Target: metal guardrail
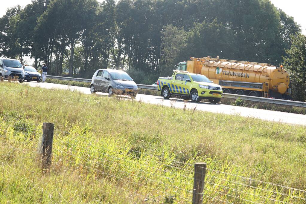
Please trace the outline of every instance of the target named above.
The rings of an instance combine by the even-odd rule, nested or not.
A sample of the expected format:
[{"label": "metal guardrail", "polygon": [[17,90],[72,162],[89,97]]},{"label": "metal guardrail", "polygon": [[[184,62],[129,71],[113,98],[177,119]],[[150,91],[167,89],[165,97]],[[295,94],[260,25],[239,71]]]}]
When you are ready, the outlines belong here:
[{"label": "metal guardrail", "polygon": [[54,79],[59,79],[59,80],[64,80],[65,81],[73,81],[75,82],[88,82],[90,83],[91,82],[91,79],[89,79],[87,78],[73,78],[73,77],[61,77],[58,76],[47,75],[47,78],[52,78]]},{"label": "metal guardrail", "polygon": [[[73,78],[72,77],[65,77],[57,76],[50,76],[50,75],[47,75],[47,78],[56,79],[60,79],[60,80],[74,81],[76,82],[89,82],[90,83],[91,82],[91,79],[88,79]],[[137,84],[137,86],[138,86],[139,89],[144,89],[153,90],[157,90],[157,88],[156,87],[150,85]],[[231,98],[233,99],[237,99],[240,97],[241,99],[245,100],[249,100],[256,102],[267,103],[270,104],[278,104],[279,105],[284,105],[291,106],[292,106],[306,107],[306,102],[305,102],[287,100],[282,100],[281,99],[276,99],[273,98],[263,98],[263,97],[257,97],[254,96],[244,96],[244,95],[237,95],[230,93],[223,93],[222,95],[222,96],[225,98]]]},{"label": "metal guardrail", "polygon": [[306,107],[306,102],[305,102],[296,101],[288,100],[282,100],[282,99],[276,99],[274,98],[263,98],[262,97],[256,97],[254,96],[244,96],[244,95],[237,95],[230,93],[223,93],[222,96],[225,98],[231,98],[233,99],[237,99],[240,97],[240,99],[241,99],[245,100],[250,100],[256,102],[268,103],[270,104],[278,104],[279,105],[285,105],[292,106],[297,106],[298,107]]}]

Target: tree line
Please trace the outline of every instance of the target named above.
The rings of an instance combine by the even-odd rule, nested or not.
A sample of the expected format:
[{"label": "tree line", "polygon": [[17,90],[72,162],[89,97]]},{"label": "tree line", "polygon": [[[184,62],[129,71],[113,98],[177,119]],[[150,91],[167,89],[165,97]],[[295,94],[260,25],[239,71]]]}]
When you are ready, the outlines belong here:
______
### Request:
Reproduce the stretch from the line containing "Target: tree line" through the end of the entries, changing "sample" to "illustration" and leaving all else unchanged.

### Result of the exercise:
Target: tree line
Please trace the outline of every instance of the target named above.
The rings of an instance combine by the even-odd rule, nested or not.
A illustration of the expected format:
[{"label": "tree line", "polygon": [[17,90],[72,162],[89,97]]},{"label": "tree line", "polygon": [[[184,62],[129,71],[113,98],[177,119]],[[150,91],[167,89],[165,97]],[[295,94],[260,25],[239,71]]]}]
When you are ready, the outlines belong here:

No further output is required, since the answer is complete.